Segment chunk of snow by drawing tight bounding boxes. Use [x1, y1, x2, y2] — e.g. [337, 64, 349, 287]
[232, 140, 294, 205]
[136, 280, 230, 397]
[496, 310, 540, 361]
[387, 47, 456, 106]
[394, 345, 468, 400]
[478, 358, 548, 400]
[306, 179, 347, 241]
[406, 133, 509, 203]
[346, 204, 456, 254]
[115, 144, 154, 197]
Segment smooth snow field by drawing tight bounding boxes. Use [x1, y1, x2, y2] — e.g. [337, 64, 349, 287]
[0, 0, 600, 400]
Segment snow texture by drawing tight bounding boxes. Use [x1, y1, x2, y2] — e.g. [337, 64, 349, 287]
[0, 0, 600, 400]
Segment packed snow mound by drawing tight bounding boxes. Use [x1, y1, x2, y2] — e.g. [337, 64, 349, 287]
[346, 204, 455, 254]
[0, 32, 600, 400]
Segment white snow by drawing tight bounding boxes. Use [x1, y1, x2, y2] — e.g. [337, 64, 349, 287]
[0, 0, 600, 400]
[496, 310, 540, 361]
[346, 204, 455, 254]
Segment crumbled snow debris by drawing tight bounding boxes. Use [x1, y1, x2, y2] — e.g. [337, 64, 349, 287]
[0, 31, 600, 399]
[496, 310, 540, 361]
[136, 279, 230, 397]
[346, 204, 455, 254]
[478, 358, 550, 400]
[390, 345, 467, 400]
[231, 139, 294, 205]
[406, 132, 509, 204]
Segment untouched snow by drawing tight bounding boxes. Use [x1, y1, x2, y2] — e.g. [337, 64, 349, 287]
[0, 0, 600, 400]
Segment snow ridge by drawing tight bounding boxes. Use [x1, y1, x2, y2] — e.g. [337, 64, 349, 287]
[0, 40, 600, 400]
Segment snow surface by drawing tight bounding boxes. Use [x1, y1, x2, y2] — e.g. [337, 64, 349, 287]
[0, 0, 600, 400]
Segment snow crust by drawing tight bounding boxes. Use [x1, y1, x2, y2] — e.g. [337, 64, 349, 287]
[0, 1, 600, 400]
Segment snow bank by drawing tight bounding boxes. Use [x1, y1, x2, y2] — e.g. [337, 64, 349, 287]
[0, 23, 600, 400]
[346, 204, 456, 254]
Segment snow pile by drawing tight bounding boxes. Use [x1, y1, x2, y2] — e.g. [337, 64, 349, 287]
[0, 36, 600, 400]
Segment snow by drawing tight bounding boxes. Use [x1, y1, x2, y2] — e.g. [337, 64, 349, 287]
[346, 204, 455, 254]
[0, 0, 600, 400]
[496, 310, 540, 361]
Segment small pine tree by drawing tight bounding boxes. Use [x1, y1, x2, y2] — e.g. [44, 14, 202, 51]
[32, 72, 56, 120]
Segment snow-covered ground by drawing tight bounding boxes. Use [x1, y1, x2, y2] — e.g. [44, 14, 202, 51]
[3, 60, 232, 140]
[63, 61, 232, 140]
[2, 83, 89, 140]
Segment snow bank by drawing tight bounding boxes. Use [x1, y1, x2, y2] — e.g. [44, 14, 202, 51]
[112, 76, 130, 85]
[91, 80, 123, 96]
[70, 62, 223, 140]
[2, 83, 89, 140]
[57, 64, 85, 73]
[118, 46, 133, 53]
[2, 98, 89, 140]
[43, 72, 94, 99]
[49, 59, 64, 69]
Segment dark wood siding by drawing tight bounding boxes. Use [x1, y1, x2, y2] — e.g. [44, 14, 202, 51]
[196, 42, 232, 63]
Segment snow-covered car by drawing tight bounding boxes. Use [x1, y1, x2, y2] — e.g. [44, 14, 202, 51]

__________________________________________________

Print all of the entries above again, line for line, with no changes.

Segment chunk of snow by drawing tight bounding boxes. Use [x1, y1, x2, y2] — e.g. [337, 64, 349, 287]
[232, 140, 294, 205]
[136, 280, 230, 397]
[496, 310, 540, 361]
[387, 47, 456, 106]
[394, 345, 468, 400]
[478, 358, 548, 400]
[306, 179, 347, 241]
[406, 133, 509, 203]
[346, 204, 456, 254]
[115, 144, 154, 197]
Segment smooth snow field by drawing tight bounding boxes. Use [x1, y1, x2, y2] — e.g. [337, 64, 349, 287]
[0, 0, 600, 400]
Segment snow texture by drawing tight bounding boxes. Use [x1, y1, x2, y2] — e.g. [337, 64, 349, 287]
[0, 0, 600, 400]
Segment packed snow mound by drawing tight bounding boxes. Use [x1, y1, x2, y2] — e.g. [337, 64, 349, 287]
[346, 204, 455, 254]
[0, 32, 600, 400]
Segment white snow by drawing tight bounding boxes. Use [x1, y1, x2, y2] — e.g. [337, 64, 349, 287]
[0, 0, 600, 400]
[496, 310, 540, 361]
[346, 204, 455, 254]
Segment crumbled snow debris by drawing tight bounding boxes. Use [x1, y1, x2, y2] — e.g. [337, 64, 349, 287]
[0, 31, 600, 399]
[496, 310, 540, 361]
[136, 279, 230, 397]
[346, 204, 455, 254]
[478, 358, 550, 400]
[390, 345, 467, 400]
[231, 139, 294, 205]
[406, 132, 509, 204]
Segment untouched snow by drawing tight bounding boxes. Use [x1, y1, x2, y2] — e.g. [337, 64, 349, 287]
[0, 0, 600, 400]
Segment snow ridge by drawing tight bounding boxes. Use [x1, y1, x2, y2] — e.g. [337, 64, 349, 287]
[0, 40, 600, 400]
Segment snow surface by drawing tight bounding boxes. Use [x1, y1, x2, y2] — e.g. [337, 64, 349, 287]
[0, 0, 600, 400]
Segment snow crust by drawing tight bounding boxes. Use [x1, y1, x2, y2] — e.g. [337, 64, 349, 287]
[0, 1, 600, 400]
Segment snow bank by drawing tight bounding boxes. Use [x1, y1, x2, y2] — e.g. [337, 64, 349, 287]
[0, 23, 600, 400]
[346, 204, 456, 254]
Segment snow pile by drawing tight bounding boxes. Use [x1, y1, x2, y2] — e.g. [337, 64, 349, 287]
[0, 36, 600, 400]
Segment snow by drawing tight bounding boxes. Use [x1, y1, x2, y2] — e.g. [337, 64, 349, 287]
[346, 204, 455, 254]
[0, 0, 600, 400]
[496, 310, 540, 361]
Segment small pine tree by drawing tight bounding boxes. Use [x1, y1, x2, y2] — e.g. [44, 14, 202, 51]
[32, 72, 56, 120]
Segment snow-covered ground by drawing tight bounding boxes. Use [x1, y1, x2, y2] — e.g. [44, 14, 202, 51]
[3, 60, 232, 140]
[63, 61, 232, 140]
[2, 83, 89, 140]
Segment snow bank by drawing tight bounding boxes. Use [x1, y1, x2, y2] — e.g. [44, 14, 202, 51]
[112, 76, 130, 85]
[91, 80, 123, 96]
[70, 62, 223, 140]
[2, 83, 89, 140]
[57, 64, 85, 73]
[118, 46, 133, 53]
[2, 98, 89, 140]
[43, 72, 94, 99]
[49, 59, 64, 69]
Segment dark wood siding by drawing tight bounding boxes. Use [x1, y1, x2, y2] — e.g. [44, 14, 202, 51]
[196, 42, 232, 63]
Segment snow-covered car by drawing tight bounding boxes. Use [x1, y1, x2, y2] — e.g. [44, 14, 202, 51]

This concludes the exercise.